▼
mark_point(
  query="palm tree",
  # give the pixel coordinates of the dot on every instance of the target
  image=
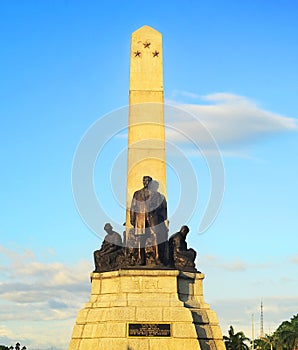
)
(236, 341)
(287, 334)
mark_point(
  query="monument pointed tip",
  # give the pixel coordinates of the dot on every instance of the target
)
(146, 28)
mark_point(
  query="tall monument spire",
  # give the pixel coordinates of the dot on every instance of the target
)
(146, 132)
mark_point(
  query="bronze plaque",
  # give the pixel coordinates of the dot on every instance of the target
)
(149, 329)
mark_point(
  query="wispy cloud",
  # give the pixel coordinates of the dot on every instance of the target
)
(37, 293)
(231, 120)
(294, 259)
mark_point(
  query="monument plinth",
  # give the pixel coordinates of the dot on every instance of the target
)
(146, 292)
(147, 310)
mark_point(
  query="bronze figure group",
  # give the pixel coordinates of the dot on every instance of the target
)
(146, 243)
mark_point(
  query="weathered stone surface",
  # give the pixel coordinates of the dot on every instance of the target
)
(153, 298)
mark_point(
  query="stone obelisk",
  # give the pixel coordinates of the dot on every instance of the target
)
(133, 307)
(146, 131)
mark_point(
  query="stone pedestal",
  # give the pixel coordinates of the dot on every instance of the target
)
(143, 309)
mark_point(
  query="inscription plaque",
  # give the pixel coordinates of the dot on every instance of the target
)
(149, 329)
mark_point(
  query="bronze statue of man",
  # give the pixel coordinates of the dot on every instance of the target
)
(111, 248)
(148, 215)
(181, 257)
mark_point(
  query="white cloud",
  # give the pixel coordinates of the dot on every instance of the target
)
(35, 297)
(294, 259)
(230, 119)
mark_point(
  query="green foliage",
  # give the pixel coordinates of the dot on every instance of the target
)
(236, 341)
(286, 335)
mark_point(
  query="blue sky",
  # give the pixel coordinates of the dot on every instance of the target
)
(64, 65)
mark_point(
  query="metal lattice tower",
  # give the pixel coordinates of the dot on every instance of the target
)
(262, 322)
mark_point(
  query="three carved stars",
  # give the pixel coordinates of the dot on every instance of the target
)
(146, 46)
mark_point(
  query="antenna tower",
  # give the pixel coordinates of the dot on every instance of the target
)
(262, 322)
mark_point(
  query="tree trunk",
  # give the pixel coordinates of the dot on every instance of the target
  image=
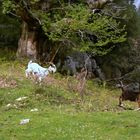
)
(28, 42)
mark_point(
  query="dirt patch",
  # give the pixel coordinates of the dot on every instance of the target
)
(7, 83)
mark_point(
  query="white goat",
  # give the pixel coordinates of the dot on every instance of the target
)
(38, 72)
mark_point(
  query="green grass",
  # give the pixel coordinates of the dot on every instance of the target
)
(62, 114)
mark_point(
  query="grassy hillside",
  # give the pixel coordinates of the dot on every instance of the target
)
(56, 110)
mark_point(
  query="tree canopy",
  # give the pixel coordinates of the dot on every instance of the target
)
(72, 23)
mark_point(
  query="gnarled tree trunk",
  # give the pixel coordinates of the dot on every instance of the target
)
(28, 42)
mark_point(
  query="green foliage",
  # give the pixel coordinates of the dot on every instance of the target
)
(74, 24)
(87, 31)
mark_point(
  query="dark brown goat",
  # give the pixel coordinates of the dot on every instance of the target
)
(129, 92)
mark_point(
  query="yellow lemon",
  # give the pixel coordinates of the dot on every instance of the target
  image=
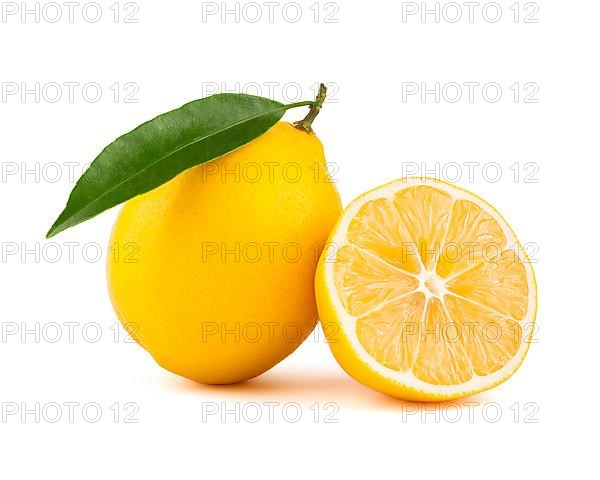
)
(425, 293)
(217, 282)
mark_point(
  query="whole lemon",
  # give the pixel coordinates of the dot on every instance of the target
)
(216, 267)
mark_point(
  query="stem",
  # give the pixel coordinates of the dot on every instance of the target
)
(306, 123)
(305, 103)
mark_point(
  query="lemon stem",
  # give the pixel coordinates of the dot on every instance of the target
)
(306, 123)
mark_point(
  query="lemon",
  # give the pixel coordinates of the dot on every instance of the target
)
(425, 293)
(218, 283)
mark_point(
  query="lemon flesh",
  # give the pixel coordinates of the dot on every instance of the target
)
(429, 295)
(220, 288)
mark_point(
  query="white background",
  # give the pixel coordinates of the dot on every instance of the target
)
(369, 57)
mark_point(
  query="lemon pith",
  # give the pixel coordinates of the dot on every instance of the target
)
(430, 293)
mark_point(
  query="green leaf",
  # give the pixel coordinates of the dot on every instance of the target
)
(160, 149)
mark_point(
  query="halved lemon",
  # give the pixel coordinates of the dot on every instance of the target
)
(425, 293)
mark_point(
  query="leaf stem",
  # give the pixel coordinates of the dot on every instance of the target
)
(305, 103)
(306, 123)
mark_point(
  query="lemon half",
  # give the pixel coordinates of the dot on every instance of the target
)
(425, 293)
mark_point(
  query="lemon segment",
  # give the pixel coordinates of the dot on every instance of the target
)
(430, 292)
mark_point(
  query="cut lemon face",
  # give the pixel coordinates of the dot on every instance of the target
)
(425, 293)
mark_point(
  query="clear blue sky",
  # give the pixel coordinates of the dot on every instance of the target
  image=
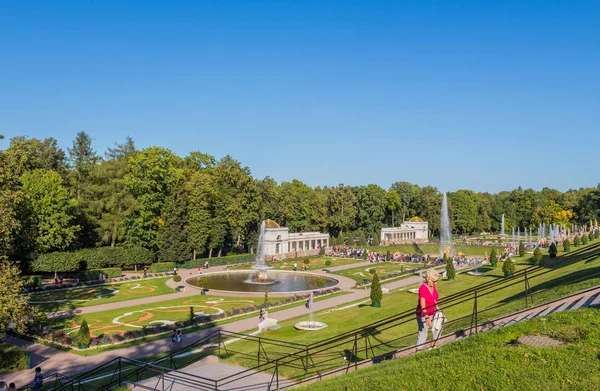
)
(456, 94)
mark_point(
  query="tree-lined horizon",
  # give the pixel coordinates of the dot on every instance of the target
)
(196, 205)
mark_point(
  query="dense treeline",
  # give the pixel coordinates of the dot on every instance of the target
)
(185, 208)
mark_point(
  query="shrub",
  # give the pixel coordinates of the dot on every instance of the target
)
(450, 270)
(509, 267)
(552, 251)
(57, 262)
(161, 267)
(494, 258)
(94, 274)
(83, 336)
(537, 256)
(566, 245)
(521, 249)
(376, 292)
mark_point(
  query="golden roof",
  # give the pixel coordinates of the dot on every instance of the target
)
(416, 219)
(271, 224)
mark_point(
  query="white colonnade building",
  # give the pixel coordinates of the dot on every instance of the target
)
(414, 230)
(281, 244)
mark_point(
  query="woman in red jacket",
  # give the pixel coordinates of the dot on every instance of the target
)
(426, 308)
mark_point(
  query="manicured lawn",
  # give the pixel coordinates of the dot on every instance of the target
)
(101, 294)
(315, 263)
(492, 361)
(490, 306)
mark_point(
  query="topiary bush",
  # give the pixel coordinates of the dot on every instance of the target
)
(552, 251)
(376, 292)
(537, 256)
(508, 268)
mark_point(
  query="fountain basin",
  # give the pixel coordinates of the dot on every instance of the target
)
(309, 325)
(244, 281)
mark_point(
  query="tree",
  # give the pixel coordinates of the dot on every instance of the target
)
(376, 292)
(47, 213)
(566, 245)
(494, 258)
(83, 336)
(521, 249)
(552, 251)
(537, 256)
(508, 268)
(450, 270)
(14, 306)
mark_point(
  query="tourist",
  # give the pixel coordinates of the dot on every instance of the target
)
(426, 309)
(38, 380)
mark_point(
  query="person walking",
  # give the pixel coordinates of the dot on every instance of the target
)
(38, 380)
(426, 309)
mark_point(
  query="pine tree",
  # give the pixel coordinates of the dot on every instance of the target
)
(521, 249)
(552, 251)
(537, 256)
(376, 292)
(83, 337)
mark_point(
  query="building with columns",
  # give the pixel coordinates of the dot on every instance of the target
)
(282, 244)
(414, 230)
▲
— What to produce —
Quote the records above exactly, leaving out any pictures.

— Response to this exercise —
mark_point(
  query="palm tree",
  # give the pixel coordinates of the dot on every instance of the target
  image=
)
(236, 341)
(287, 334)
mark_point(
  query="monument pointed tip",
  # give the pixel coordinates of the dot on every instance of the target
)
(146, 28)
mark_point(
  query="tall monument spire",
  # give the pixel coordinates of the dot on every instance of the target
)
(146, 132)
mark_point(
  query="bronze plaque",
  # give the pixel coordinates of the dot on every instance of the target
)
(149, 329)
mark_point(
  query="wispy cloud",
  # give the pixel coordinates of the dot on every instance of the target
)
(37, 293)
(231, 120)
(294, 259)
mark_point(
  query="monument plinth",
  # give the pixel coordinates of the dot on every instance of the target
)
(146, 292)
(147, 310)
mark_point(
  query="bronze figure group",
  # give the pixel coordinates of the dot on every instance of the target
)
(146, 243)
mark_point(
  query="weathered stone surface",
  # give the pixel coordinates of the dot on every instance of the target
)
(153, 298)
mark_point(
  query="stone obelisk",
  # give the pixel coordinates of the dot on every instance of the target
)
(133, 307)
(146, 131)
mark_point(
  query="stone pedestal",
  # give the pixel coordinates of the dot on every instance of the target
)
(143, 309)
mark_point(
  query="inscription plaque",
  # give the pixel coordinates of the dot on every instance of the target
)
(149, 329)
mark_point(
  query="bronze statue of man",
  # give the pixel coordinates of the dot on every instance of the target
)
(111, 248)
(148, 215)
(181, 257)
mark_point(
  query="white cloud",
  # give the pixel coordinates of the dot on every instance of the target
)
(35, 297)
(294, 259)
(230, 119)
mark_point(
  query="green foliage",
  # give the pixel coordinates of the dot on every instance of the target
)
(236, 341)
(286, 335)
mark_point(
  query="blue sky",
  # give the pixel coordinates of the dot on every instance of the target
)
(64, 65)
mark_point(
  query="metal lattice tower",
  # give the pixel coordinates of the dot on every instance of the target
)
(262, 322)
mark_point(
  query="three carved stars",
  # give the pixel coordinates of the dot on every instance of the target
)
(146, 46)
mark_point(
  query="antenna tower",
  # give the pixel coordinates of the dot on every instance of the target
)
(262, 322)
mark_point(
  query="tree trunk",
  # give the pixel coordinates of the dot on every instance of the target
  image=
)
(28, 42)
mark_point(
  query="dirt patch",
  # give the pixel coordinates of the dot on every instance of the target
)
(7, 83)
mark_point(
  query="white goat",
  # give the pixel coordinates of the dot on every instance of the target
)
(38, 72)
mark_point(
  query="green grass",
  # give the pixel coordinates of the dot on every instance of the target
)
(62, 114)
mark_point(
  query="grassy hillside",
  # give the pixel coordinates of the dot on every instance of the target
)
(56, 110)
mark_point(
  query="tree canopy",
  # give the pixel coordinates of the dot on every instance of the target
)
(72, 23)
mark_point(
  query="gnarled tree trunk",
  # give the pixel coordinates of the dot on every instance of the target
)
(28, 42)
mark_point(
  query="green foliage",
  # give the pixel coordinates of the dot on every instance of the target
)
(74, 24)
(87, 31)
mark_point(
  query="dark brown goat",
  # give the pixel coordinates of the dot on every instance of the target
)
(129, 92)
mark_point(
  query="yellow lemon",
  # give the pixel coordinates of the dot on every instance of the target
  image=
)
(425, 293)
(217, 282)
mark_point(
  query="whole lemon",
  # give the pixel coordinates of the dot on every instance of the target
)
(216, 267)
mark_point(
  query="stem",
  # give the pixel coordinates of the dot on every instance of the target
)
(306, 123)
(305, 103)
mark_point(
  query="lemon stem",
  # give the pixel coordinates of the dot on every instance of the target
)
(306, 123)
mark_point(
  query="lemon",
  # give the pixel coordinates of the dot on every instance of the target
)
(425, 293)
(218, 283)
mark_point(
  query="lemon flesh",
  # give the pixel coordinates of the dot on every instance of the target
)
(429, 295)
(220, 288)
mark_point(
  query="white background",
  # give the pixel coordinates of the dot on every instance of the target
)
(369, 57)
mark_point(
  query="lemon pith",
  # give the pixel coordinates of the dot on every instance of the target
)
(430, 293)
mark_point(
  query="green leaf",
  # give the pixel coordinates of the dot on every instance of the target
)
(160, 149)
mark_point(
  query="halved lemon",
  # give the pixel coordinates of the dot on every instance of the target
)
(425, 293)
mark_point(
  query="leaf stem",
  # give the pixel coordinates of the dot on every instance of the target
)
(305, 103)
(306, 123)
mark_point(
  query="lemon half",
  # give the pixel coordinates of the dot on every instance of the target
)
(425, 293)
mark_point(
  query="lemon segment",
  # give the pixel coordinates of the dot on every instance of the target
)
(430, 292)
mark_point(
  query="cut lemon face",
  # give the pixel coordinates of the dot on every instance of the target
)
(425, 293)
mark_point(
  query="clear blue sky",
  # give the pixel coordinates of the dot on every instance of the target
  image=
)
(456, 94)
mark_point(
  query="tree-lined horizon",
  # give the pixel coordinates of the dot on every instance of the target
)
(196, 205)
mark_point(
  query="dense treeline",
  # give the pixel coordinates of the dot on every instance of the target
)
(185, 208)
mark_point(
  query="shrub",
  # give the pixel coordinates of the dot on every instance of the target
)
(450, 270)
(509, 267)
(552, 251)
(57, 262)
(161, 267)
(494, 258)
(94, 274)
(83, 336)
(537, 256)
(566, 245)
(521, 249)
(376, 292)
mark_point(
  query="golden roof",
  # give the pixel coordinates of the dot on every instance of the target
)
(416, 219)
(271, 224)
mark_point(
  query="white colonnade building",
  # give the pixel coordinates of the dot on every instance of the target
)
(414, 230)
(281, 244)
mark_point(
  query="woman in red jacket",
  # give the pixel coordinates of the dot on every instance of the target
)
(426, 308)
mark_point(
  query="manicured lawn",
  # give the pixel coordinates of the dot on every instance of the target
)
(101, 294)
(315, 263)
(492, 361)
(490, 306)
mark_point(
  query="topiary bush",
  # give the pixel coordinates of the dot on every instance of the target
)
(552, 251)
(376, 292)
(537, 256)
(508, 268)
mark_point(
  query="fountain basin",
  # give the pixel coordinates of the dot on every instance of the target
)
(309, 325)
(244, 281)
mark_point(
  query="tree",
  # give the pixel coordinates of the dot on every instance of the target
)
(376, 292)
(47, 213)
(566, 245)
(494, 258)
(83, 336)
(521, 249)
(552, 251)
(537, 256)
(508, 268)
(450, 270)
(14, 306)
mark_point(
  query="tourist",
  # give the pixel coordinates of the dot on every instance of the target
)
(426, 309)
(38, 380)
mark_point(
  query="person walking",
  # give the pixel coordinates of the dot on every instance of the target
)
(38, 380)
(426, 309)
mark_point(
  query="pine tree",
  # give the pixel coordinates of the dot on every instance of the target
)
(521, 249)
(552, 251)
(537, 256)
(376, 292)
(83, 337)
mark_point(
  query="building with columns",
  # give the pixel coordinates of the dot on every instance of the target
)
(282, 244)
(414, 230)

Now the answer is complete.